• _YOUR TASK_
Can you return, unchanged, the records from the line containing "# point at: the tree canopy" through the end of the records, with both ends included and the pictures left out?

• _RECORDS SHOWN_
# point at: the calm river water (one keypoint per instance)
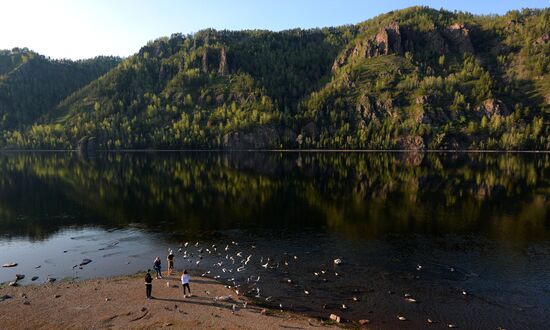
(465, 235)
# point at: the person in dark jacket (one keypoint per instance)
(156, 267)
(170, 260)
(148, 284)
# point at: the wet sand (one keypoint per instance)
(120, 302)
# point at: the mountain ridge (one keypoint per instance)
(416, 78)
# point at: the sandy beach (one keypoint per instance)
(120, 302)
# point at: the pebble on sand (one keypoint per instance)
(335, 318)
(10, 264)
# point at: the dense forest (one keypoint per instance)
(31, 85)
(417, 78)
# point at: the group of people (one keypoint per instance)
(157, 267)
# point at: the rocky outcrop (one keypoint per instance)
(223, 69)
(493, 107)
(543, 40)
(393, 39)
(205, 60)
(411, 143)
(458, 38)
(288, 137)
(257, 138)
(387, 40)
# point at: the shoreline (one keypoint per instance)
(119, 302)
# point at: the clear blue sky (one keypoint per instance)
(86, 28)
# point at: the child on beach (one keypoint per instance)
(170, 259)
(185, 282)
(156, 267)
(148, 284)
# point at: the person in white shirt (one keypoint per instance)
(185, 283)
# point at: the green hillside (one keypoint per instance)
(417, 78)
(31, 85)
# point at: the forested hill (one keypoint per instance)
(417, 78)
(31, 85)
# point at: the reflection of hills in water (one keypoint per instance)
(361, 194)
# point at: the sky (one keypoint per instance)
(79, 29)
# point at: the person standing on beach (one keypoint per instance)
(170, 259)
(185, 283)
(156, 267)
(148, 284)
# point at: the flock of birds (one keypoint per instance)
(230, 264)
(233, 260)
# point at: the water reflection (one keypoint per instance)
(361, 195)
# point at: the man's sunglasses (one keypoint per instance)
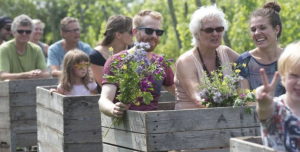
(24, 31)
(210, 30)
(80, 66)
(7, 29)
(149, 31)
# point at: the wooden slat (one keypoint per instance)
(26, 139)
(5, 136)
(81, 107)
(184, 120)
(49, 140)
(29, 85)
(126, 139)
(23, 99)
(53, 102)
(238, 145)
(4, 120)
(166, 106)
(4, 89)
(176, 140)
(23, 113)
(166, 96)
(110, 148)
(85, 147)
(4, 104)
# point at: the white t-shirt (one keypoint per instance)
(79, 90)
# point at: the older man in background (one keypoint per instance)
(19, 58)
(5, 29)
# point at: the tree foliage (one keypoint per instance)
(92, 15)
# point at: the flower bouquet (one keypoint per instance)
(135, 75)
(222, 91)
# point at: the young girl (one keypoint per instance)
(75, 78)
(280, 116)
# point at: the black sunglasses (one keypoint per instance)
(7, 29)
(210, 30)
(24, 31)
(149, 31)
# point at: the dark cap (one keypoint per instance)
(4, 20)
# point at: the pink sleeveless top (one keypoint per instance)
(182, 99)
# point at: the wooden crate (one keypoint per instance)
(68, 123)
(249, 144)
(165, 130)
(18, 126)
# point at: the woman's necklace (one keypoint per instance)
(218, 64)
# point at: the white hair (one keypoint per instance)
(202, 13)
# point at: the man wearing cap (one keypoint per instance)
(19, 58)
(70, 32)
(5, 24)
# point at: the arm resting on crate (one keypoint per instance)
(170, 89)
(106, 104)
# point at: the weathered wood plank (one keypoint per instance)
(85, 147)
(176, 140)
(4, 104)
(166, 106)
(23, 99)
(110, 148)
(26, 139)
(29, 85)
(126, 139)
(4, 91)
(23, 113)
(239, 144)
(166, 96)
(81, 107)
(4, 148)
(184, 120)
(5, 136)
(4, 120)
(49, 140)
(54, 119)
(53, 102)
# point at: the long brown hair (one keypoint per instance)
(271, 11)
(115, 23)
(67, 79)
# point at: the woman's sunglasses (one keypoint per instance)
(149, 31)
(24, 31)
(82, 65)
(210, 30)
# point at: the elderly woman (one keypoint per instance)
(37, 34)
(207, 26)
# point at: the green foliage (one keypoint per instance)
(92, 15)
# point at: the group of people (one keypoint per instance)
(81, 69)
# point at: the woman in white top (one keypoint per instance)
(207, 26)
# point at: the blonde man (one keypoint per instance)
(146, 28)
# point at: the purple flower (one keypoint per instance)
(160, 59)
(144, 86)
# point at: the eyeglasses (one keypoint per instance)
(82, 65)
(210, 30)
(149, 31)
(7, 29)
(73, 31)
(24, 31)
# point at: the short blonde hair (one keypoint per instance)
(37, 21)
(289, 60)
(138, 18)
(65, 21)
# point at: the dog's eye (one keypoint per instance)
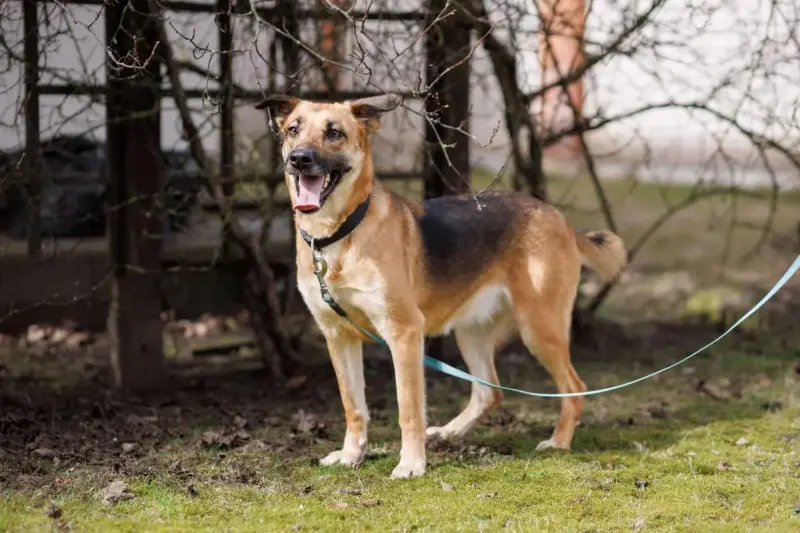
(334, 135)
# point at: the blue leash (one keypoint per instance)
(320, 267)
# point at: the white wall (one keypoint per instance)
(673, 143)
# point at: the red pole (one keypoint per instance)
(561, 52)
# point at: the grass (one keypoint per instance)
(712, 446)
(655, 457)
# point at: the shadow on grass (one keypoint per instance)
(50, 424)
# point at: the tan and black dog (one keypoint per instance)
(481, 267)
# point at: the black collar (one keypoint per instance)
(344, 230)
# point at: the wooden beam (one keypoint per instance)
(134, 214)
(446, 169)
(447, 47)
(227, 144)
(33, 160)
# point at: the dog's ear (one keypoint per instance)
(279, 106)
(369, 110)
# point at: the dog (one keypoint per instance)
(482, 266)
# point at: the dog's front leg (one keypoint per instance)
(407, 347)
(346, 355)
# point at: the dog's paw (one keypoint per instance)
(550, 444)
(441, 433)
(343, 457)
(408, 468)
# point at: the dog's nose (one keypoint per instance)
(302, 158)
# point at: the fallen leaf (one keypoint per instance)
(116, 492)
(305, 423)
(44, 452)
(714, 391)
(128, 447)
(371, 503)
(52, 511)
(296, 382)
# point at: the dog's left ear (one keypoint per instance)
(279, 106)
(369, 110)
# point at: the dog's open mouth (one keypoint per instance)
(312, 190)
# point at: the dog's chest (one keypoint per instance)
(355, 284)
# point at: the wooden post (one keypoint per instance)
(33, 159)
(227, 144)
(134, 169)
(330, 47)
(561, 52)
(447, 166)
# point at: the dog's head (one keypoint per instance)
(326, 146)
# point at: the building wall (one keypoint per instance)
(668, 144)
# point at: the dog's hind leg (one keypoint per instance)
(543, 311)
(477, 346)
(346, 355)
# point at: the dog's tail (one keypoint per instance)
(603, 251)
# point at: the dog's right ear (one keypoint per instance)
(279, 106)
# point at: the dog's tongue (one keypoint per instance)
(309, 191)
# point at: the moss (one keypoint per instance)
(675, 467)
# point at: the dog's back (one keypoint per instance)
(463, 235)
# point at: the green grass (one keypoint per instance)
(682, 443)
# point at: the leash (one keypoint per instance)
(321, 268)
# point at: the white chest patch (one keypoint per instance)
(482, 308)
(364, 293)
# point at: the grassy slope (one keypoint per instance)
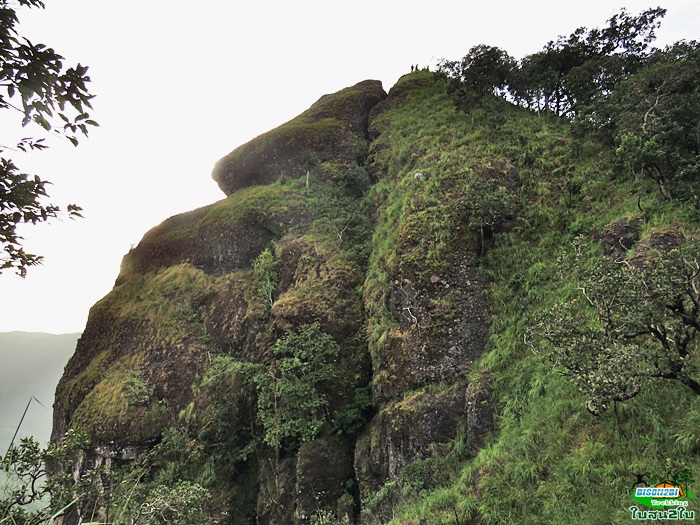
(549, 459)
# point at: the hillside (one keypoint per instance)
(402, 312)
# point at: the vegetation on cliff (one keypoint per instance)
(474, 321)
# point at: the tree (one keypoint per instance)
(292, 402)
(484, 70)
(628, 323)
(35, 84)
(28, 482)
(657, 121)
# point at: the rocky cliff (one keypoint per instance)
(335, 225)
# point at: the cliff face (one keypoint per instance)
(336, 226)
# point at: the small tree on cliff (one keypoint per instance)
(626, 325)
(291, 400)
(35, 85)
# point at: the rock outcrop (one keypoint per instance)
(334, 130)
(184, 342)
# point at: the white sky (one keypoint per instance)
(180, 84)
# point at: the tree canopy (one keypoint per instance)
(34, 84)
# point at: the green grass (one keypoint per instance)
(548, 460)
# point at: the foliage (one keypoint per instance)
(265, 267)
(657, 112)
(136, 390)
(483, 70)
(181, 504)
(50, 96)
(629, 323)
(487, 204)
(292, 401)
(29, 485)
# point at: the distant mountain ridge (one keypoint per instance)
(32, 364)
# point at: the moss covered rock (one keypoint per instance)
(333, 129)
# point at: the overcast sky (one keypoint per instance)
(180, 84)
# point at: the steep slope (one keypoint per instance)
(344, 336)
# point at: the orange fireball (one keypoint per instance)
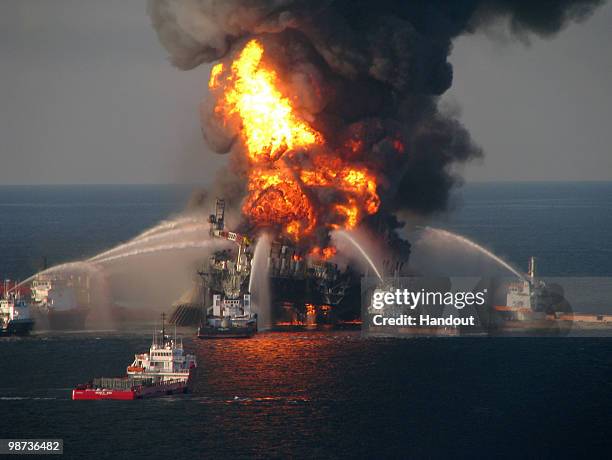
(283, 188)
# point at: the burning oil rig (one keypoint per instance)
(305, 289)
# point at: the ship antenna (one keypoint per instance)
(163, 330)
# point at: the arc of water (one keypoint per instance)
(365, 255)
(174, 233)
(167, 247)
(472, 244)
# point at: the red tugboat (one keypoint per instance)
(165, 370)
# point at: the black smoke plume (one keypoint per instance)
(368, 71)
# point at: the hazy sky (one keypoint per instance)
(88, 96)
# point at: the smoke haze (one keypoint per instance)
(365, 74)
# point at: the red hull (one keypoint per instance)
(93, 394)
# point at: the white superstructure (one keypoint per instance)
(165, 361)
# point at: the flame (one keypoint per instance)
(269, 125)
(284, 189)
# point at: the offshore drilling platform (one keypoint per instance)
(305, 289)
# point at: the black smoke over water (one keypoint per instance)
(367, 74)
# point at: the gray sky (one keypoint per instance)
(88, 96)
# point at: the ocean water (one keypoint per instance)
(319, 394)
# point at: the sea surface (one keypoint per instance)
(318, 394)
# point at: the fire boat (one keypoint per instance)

• _TASK RESPONSE_
# point at: the tree canopy (one keypoint per instance)
(34, 84)
# point at: the green grass (one keypoint per instance)
(548, 460)
# point at: the foliage (one keypoint per instance)
(265, 267)
(657, 112)
(136, 390)
(483, 70)
(181, 504)
(50, 96)
(629, 323)
(487, 204)
(292, 401)
(29, 485)
# point at: the distant mountain ridge (one keypoint per instance)
(32, 364)
# point at: the moss covered rock (one keypoint per instance)
(333, 129)
# point at: the overcast sky (one keypoint per instance)
(180, 84)
# point at: the steep slope (one keypoint per instance)
(344, 336)
# point at: the orange fireball (one keypoint per instance)
(283, 188)
# point at: the burning oil rig (one keypoint per instance)
(305, 289)
# point at: the ship antenna (one keypoint per instance)
(163, 330)
# point at: the arc of water (one keypoint per instance)
(365, 255)
(174, 233)
(167, 247)
(472, 244)
# point at: the red tugboat (one keypoint per instance)
(165, 370)
# point at: the black smoke plume (one keypoint per instance)
(368, 71)
# point at: the hazy sky (one keypoint per instance)
(88, 96)
# point at: the smoke haze (one keypoint per instance)
(365, 74)
# point at: the red hull (one keypoint per instance)
(93, 394)
# point at: the white superstructure (one keypoint per instance)
(165, 361)
# point at: the flame (one keypoint per instance)
(269, 125)
(284, 189)
# point at: the offshore drilling platform (one keypoint per instance)
(305, 289)
# point at: the black smoke over water (one keypoint per instance)
(367, 74)
# point at: the gray sky (one keypoint per instance)
(88, 96)
# point at: the ocean water (one keypoint per instance)
(319, 394)
# point at: the sea surface (one keypoint per instance)
(318, 394)
# point at: the fire boat (one keypoint per instance)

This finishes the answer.